** Stored data entries **
-*-

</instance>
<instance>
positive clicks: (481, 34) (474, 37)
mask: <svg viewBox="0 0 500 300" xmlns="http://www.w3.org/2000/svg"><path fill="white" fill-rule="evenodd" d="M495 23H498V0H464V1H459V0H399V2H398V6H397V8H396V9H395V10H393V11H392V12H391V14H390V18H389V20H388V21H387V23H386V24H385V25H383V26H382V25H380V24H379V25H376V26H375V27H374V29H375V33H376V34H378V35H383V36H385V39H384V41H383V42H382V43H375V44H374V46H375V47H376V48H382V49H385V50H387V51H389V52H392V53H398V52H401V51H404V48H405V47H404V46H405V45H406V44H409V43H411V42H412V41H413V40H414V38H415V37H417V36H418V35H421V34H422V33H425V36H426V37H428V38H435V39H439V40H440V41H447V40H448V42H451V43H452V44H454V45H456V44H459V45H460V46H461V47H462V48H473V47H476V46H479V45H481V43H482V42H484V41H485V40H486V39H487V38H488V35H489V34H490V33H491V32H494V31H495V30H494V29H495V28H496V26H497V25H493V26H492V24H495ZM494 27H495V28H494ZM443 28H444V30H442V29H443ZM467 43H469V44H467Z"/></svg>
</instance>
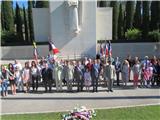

-*-

** Task item **
Give back every line of the material above word for word, leaving out the pictures.

** Written response **
</instance>
<instance>
positive clicks: (481, 34) (474, 37)
mask: <svg viewBox="0 0 500 300" xmlns="http://www.w3.org/2000/svg"><path fill="white" fill-rule="evenodd" d="M495 23H498V0H464V1H459V0H399V2H398V6H397V8H396V9H395V10H393V11H392V12H391V14H390V18H389V20H388V21H387V23H386V24H385V25H383V26H382V25H380V24H379V25H376V26H375V27H374V29H375V33H376V34H378V35H383V36H385V39H384V41H383V42H382V43H375V44H374V46H375V47H376V48H382V49H385V50H387V51H389V52H392V53H398V52H401V51H404V48H405V47H404V46H405V45H406V44H409V43H411V42H412V41H413V40H414V38H415V37H417V36H418V35H421V34H422V33H425V36H426V37H428V38H435V39H439V40H440V41H447V40H448V42H451V43H452V44H454V45H456V44H459V45H460V46H461V47H462V48H473V47H476V46H479V45H481V43H482V42H484V41H485V40H486V39H487V38H488V35H489V34H490V33H491V32H494V31H495V30H494V29H495V28H496V26H497V25H493V26H492V24H495ZM494 27H495V28H494ZM443 28H444V30H442V29H443ZM467 43H469V44H467Z"/></svg>
</instance>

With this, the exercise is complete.